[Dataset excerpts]

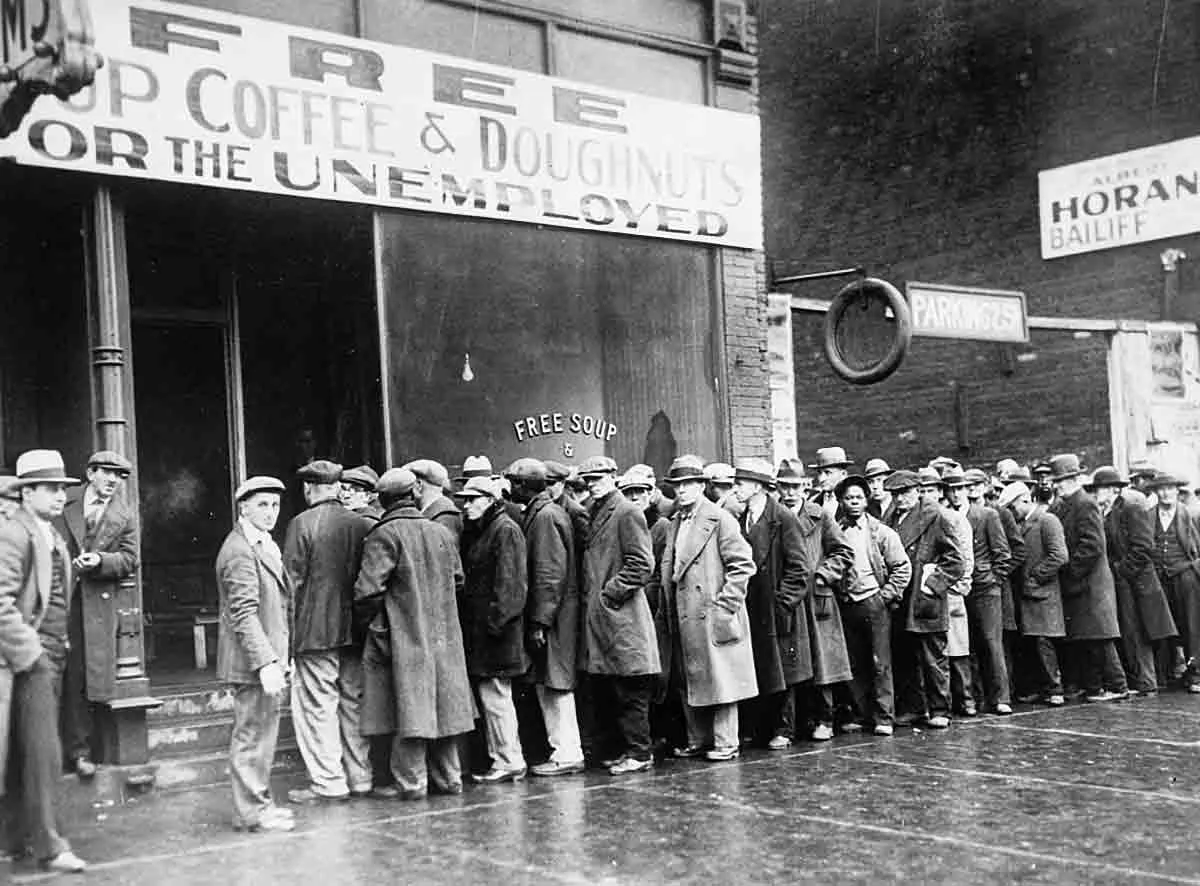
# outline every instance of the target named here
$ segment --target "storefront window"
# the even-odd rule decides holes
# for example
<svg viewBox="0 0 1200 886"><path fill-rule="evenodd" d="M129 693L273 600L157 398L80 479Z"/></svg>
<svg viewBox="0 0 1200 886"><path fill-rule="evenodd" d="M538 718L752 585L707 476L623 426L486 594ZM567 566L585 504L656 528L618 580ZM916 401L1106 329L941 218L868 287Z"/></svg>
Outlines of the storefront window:
<svg viewBox="0 0 1200 886"><path fill-rule="evenodd" d="M704 61L632 43L559 30L555 76L671 101L704 104Z"/></svg>
<svg viewBox="0 0 1200 886"><path fill-rule="evenodd" d="M354 33L354 0L182 0L191 6L204 6L238 15L252 15L269 21L283 22L331 31L335 34ZM99 10L97 10L99 12Z"/></svg>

WHAT IS EXPECTED
Lines with the word "target" in them should be copied from the preceding records.

SOLUTION TO THE PROBLEM
# outline every instance of the target named here
$ segment --target "storefront window"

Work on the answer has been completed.